» **TASK**
Convert every line of the data below into a numbered list, leaving out blank lines.

» **THE RECORDS**
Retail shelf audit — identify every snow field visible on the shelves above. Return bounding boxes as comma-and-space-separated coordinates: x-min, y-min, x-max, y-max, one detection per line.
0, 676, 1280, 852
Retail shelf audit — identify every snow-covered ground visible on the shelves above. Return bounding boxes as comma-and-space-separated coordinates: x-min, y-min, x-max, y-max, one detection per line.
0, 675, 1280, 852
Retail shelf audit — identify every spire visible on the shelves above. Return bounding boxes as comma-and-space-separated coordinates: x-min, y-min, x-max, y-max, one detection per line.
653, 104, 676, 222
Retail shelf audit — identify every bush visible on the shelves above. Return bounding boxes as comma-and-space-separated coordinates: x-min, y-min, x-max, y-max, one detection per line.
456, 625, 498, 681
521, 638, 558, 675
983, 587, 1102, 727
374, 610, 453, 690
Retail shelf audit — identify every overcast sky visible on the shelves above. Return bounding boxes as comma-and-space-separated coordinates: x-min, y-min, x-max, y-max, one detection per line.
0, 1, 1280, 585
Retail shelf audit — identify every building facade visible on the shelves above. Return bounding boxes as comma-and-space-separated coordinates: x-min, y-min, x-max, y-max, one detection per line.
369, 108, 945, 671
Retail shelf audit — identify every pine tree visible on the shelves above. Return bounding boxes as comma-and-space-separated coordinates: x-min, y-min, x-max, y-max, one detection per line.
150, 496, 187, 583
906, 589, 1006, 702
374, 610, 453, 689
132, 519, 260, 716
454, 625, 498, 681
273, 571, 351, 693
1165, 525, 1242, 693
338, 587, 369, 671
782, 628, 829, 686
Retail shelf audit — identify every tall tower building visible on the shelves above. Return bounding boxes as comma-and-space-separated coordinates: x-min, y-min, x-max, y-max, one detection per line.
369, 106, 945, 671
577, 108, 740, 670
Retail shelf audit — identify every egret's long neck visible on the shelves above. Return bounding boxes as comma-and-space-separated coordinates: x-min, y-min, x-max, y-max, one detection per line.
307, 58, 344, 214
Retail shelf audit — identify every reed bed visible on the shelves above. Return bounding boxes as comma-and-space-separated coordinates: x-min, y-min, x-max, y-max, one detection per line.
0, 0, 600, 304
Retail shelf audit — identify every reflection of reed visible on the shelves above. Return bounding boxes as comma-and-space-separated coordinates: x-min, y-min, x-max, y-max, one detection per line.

» **EXERCISE RESULT**
1. Retail shelf audit — identify every snow field visible on the shelves above. Return bounding boxes as comma-and-space-separated coordinates: x-min, y-min, x-max, y-max, one detection per line.
2. 0, 676, 1280, 852
3. Retail shelf audit — identify every snow-covered ground visible on the shelves above. Return bounding boxes as comma-and-space-separated coordinates: x-min, y-min, x-max, y-max, one detection per line.
4. 0, 675, 1280, 852
5. Retail shelf audit — identify every spire visible on the shelves above. Return bounding boxes as comma-and-space-separated coordinates: x-min, y-min, x-max, y-max, one detection per line.
6. 653, 104, 676, 222
7. Retail shelf audit — identify every bush visible on the shelves above. Return bounding boxes as comma-and-space-separated coordinates: x-min, y-min, x-max, y-max, one detection per line.
8. 456, 625, 498, 681
9. 521, 638, 558, 675
10. 983, 587, 1102, 727
11. 374, 610, 453, 690
12. Retail shelf audit — identify every overcast sky visible on the shelves above. Return bounding boxes as comma-and-space-separated coordinates: x-min, y-min, x-max, y-max, one detection per line.
13. 0, 1, 1280, 585
14. Retail shelf audit — identify every building facade visible on the shelves above. Return bounding boxes as comma-and-space-separated coordinates: x-min, y-min, x-max, y-max, one detection per line.
15. 369, 108, 945, 671
16. Retail shelf audit — identify every pine tree visible on the shelves above. Return bounding boxes as comma-and-space-separated coordinates: x-min, y-min, x-max, y-max, one detection per line.
17. 150, 496, 187, 583
18. 906, 589, 1006, 702
19. 374, 610, 453, 689
20. 132, 519, 260, 716
21. 454, 625, 498, 681
22. 273, 571, 351, 693
23. 1165, 525, 1242, 693
24. 338, 587, 369, 671
25. 782, 628, 829, 686
26. Retail shelf audit — identify every tall tower building visible on the shelves above. Return bounding boxes as comma-and-space-separated coordinates: x-min, y-min, x-max, y-max, one detection per line.
27. 369, 106, 945, 671
28. 577, 108, 740, 670
29. Retail shelf audit — identify every egret's long neck visible on the shelves above. Return bounding boxes as comma-and-space-separated coordinates: x-min, y-min, x-max, y-max, one detection per line.
30. 307, 58, 344, 214
31. Retail shelf audit — identify every reed bed visible on the shelves above. Return bounding boxes as comma-and-space-separated coordinates: x-min, y-min, x-max, y-max, one detection per line.
32. 0, 0, 600, 304
33. Retail shelf audit — identify every reflection of reed visible on the shelves above. Return bounding boxes as comma-and-space-separated coordinates: x-min, y-min, x-max, y-max, one detection per line.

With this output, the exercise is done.